**WHAT IS EXPECTED**. Pick out each line in the data below that contains the string "every", and copy those lines. Case counts.

::::

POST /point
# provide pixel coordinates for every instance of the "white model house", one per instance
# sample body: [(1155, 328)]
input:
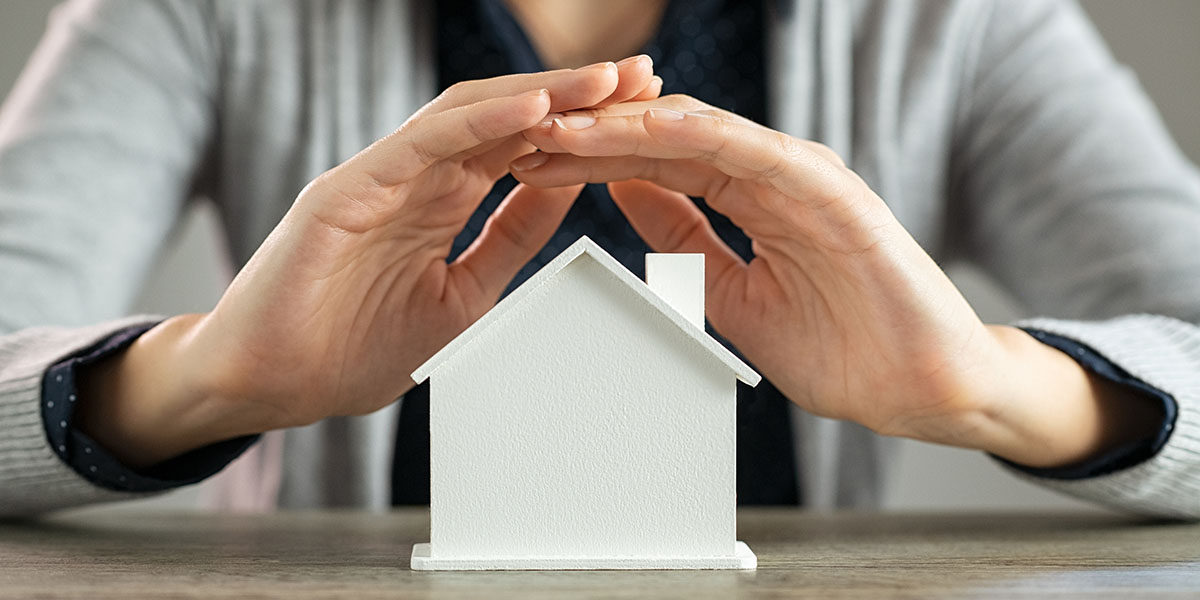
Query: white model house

::::

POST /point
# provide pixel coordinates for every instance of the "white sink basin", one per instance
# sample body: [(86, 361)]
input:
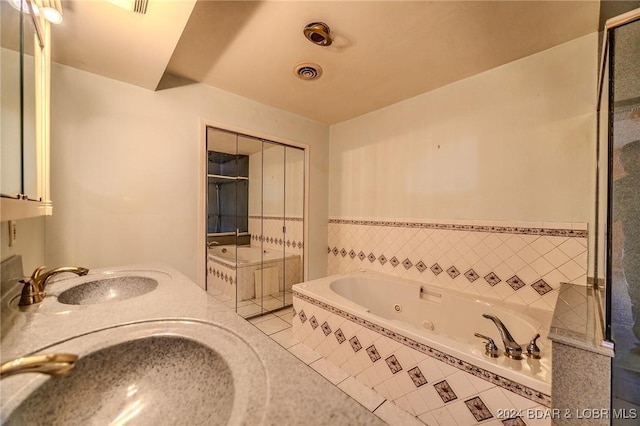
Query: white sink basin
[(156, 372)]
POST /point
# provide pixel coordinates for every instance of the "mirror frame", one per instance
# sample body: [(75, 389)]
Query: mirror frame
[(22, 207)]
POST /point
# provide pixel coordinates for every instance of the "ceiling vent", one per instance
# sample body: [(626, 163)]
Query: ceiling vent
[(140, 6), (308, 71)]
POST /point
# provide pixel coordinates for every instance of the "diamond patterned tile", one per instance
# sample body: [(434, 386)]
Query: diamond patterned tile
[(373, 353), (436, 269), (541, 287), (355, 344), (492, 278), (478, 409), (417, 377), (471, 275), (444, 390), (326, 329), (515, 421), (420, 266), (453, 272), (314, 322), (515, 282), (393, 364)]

::::

**SOLUTION FOR THIS EXERCISE**.
# provide pixel coordinates for every instance of the "white model house", one per instance
# provide pixel coordinates for every instance of the "white sink basin", one per instance
# provide pixel coordinates for every instance of the "mirror frame", one per instance
# provide pixel coordinates for every instance of the "ceiling vent", one per instance
# provide pixel coordinates for every instance of the "diamond patterned tile", one per instance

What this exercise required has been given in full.